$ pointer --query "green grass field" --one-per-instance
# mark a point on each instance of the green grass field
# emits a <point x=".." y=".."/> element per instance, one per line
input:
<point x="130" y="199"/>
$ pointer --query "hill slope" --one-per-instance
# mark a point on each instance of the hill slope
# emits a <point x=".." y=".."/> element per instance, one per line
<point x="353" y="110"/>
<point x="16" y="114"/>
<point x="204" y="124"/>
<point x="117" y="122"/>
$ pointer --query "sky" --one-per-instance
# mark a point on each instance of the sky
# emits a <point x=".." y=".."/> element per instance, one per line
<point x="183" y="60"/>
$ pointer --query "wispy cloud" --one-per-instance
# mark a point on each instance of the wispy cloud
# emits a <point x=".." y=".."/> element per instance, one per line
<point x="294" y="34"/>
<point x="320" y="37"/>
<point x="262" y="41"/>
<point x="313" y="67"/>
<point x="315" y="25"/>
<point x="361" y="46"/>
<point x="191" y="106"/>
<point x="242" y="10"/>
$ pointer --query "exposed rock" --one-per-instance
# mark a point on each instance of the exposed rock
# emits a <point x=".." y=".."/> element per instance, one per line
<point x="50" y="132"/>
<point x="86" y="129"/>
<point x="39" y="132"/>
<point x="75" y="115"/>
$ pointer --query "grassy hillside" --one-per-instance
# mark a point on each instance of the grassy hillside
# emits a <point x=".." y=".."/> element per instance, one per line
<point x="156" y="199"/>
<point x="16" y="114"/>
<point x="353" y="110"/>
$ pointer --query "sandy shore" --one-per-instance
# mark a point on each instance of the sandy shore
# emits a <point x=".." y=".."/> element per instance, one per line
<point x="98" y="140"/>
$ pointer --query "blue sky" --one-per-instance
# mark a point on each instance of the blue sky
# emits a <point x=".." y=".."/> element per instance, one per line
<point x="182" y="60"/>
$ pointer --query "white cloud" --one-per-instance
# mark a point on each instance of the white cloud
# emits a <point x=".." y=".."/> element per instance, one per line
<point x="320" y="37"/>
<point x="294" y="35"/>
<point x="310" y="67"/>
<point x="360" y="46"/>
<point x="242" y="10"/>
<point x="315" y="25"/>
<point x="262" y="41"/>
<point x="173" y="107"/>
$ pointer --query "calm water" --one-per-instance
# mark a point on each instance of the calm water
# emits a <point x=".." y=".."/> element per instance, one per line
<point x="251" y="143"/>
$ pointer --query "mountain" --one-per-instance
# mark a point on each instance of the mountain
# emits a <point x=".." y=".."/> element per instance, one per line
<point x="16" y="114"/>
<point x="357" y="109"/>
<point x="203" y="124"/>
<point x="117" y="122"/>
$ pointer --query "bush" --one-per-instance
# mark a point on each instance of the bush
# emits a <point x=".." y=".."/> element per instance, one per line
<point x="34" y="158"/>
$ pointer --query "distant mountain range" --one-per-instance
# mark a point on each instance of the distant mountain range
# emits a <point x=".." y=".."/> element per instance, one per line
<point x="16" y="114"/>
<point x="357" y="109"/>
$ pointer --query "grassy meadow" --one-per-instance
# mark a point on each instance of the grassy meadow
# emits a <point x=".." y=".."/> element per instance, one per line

> [ASSIGNMENT]
Every line of the data above should be reproduced word for word.

> [SOLUTION TO THIS TASK]
$ pointer --query "green grass field" --one-per-instance
# mark a point on each instance of the green grass field
# emits a <point x=".." y=".."/> element per instance, one per line
input:
<point x="130" y="199"/>
$ pointer --query "hill slope" --one-per-instance
# mark a point on each instance of the hill slope
# emits a <point x=".." y=".."/> element per instance, one per line
<point x="353" y="110"/>
<point x="16" y="114"/>
<point x="204" y="124"/>
<point x="117" y="122"/>
$ pointer --query "sky" --one-per-instance
# mark a point on each instance of the sky
# emits a <point x=".." y=".."/> element per instance, one per line
<point x="183" y="60"/>
$ pointer --query "wispy cloud" --one-per-instance
# mark a point on each instance of the wispy cloud
# emits a <point x=".." y=".."/> element per instance, one per line
<point x="294" y="34"/>
<point x="320" y="37"/>
<point x="262" y="41"/>
<point x="313" y="67"/>
<point x="315" y="25"/>
<point x="361" y="46"/>
<point x="191" y="106"/>
<point x="242" y="10"/>
$ pointer --query "exposed rock" --one-per-instance
# mark a point on each instance of the exposed rock
# emits a <point x=".." y=".."/> element per instance, one per line
<point x="50" y="132"/>
<point x="86" y="129"/>
<point x="39" y="132"/>
<point x="75" y="115"/>
$ pointer --query "grassy hillside" --one-per-instance
# mark a point on each instance of the grassy hillside
# emits a <point x=".." y=".."/> element per instance, one per line
<point x="156" y="199"/>
<point x="16" y="114"/>
<point x="353" y="110"/>
$ pointer --query "sandy shore" --one-per-instance
# mark a point on each instance of the sandy shore
# emits a <point x=".." y=".."/> element per instance, one per line
<point x="98" y="140"/>
$ pointer --query "blue sky" --one-per-instance
# mark a point on each instance of the blue sky
# emits a <point x=".." y=".."/> element per instance, one per line
<point x="182" y="60"/>
$ pointer --query "white cloud" --one-per-instance
# mark a point on each instance of the white cloud
# emits a <point x=".." y=".."/> element per instance, one per line
<point x="320" y="37"/>
<point x="294" y="35"/>
<point x="310" y="67"/>
<point x="360" y="46"/>
<point x="242" y="10"/>
<point x="315" y="25"/>
<point x="262" y="41"/>
<point x="173" y="107"/>
$ pointer --query "calm water" --one-per-instance
# mark a point on each instance of the calm water
# emits a <point x=".." y=".."/> element per instance, one per line
<point x="251" y="143"/>
$ pointer --query "mountain" --one-per-instance
# mark a point on each instance of the mountain
# emits a <point x=".." y=".."/> element per instance, one per line
<point x="16" y="114"/>
<point x="357" y="109"/>
<point x="203" y="124"/>
<point x="117" y="122"/>
$ pointer --query "bush" --one-per-instance
# mark a point on each instance of the bush
# emits a <point x=".." y=".."/> element per instance, one per line
<point x="34" y="158"/>
$ pointer --query "distant mountain range" --one-per-instance
# mark a point on each instance of the distant mountain range
# emits a <point x=".." y=".."/> element per instance, one per line
<point x="16" y="114"/>
<point x="357" y="109"/>
$ pointer --query "grassy meadow" --one-per-instance
# mark a point on each instance of the grassy meadow
# emits a <point x=".." y=".."/> element per instance, one per line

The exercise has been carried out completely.